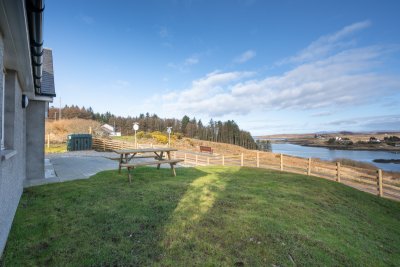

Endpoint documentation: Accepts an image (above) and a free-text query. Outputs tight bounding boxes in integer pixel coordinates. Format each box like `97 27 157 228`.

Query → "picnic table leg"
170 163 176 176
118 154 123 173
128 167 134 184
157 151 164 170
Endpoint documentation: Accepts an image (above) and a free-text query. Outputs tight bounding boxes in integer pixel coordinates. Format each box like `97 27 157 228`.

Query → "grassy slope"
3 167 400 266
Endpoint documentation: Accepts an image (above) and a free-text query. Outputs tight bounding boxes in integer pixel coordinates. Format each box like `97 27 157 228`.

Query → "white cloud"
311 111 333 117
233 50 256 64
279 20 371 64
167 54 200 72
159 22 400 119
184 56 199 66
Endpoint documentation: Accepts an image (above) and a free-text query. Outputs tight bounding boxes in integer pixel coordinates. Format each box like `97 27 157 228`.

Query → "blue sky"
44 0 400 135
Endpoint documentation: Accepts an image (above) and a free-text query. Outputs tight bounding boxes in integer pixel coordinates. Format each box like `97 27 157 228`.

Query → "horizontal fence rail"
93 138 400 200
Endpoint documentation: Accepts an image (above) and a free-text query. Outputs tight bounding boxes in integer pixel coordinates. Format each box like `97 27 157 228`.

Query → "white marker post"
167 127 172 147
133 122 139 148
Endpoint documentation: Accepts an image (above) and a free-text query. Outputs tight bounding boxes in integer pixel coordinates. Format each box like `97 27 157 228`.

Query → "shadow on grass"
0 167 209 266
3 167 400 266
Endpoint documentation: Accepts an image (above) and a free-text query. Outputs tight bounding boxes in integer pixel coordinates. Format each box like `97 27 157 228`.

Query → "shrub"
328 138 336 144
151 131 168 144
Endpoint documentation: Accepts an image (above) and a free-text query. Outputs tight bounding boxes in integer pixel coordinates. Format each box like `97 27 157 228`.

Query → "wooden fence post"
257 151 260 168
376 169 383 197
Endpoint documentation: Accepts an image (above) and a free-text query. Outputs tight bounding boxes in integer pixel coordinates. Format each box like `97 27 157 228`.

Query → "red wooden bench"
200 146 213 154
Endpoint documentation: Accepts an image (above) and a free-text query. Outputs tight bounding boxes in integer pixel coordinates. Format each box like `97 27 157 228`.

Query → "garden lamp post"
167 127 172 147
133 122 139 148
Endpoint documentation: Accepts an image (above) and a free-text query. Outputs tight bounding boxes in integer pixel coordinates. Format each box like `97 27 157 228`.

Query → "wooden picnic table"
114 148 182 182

-*-*-

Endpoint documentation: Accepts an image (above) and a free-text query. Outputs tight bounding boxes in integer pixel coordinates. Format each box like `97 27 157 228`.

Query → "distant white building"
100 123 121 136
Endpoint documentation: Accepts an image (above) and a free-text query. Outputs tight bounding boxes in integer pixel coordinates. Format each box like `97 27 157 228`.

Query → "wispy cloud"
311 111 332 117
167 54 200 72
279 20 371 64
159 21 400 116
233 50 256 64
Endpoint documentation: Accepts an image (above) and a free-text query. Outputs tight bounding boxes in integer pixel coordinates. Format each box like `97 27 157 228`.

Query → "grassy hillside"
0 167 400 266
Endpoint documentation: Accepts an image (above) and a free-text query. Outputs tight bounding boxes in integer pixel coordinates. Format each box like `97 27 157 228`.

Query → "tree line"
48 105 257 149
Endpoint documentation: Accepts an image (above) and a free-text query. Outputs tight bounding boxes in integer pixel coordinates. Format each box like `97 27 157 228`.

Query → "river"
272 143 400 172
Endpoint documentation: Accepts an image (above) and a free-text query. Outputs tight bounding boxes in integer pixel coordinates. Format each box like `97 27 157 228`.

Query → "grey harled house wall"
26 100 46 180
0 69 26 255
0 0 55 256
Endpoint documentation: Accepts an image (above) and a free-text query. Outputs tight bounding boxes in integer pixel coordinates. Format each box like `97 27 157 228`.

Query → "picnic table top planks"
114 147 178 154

-*-*-

(Direction)
Count the lines in the material above that contain the string "grassy", treating case as significant. Reply with the number alone.

(Answer to the exercise)
2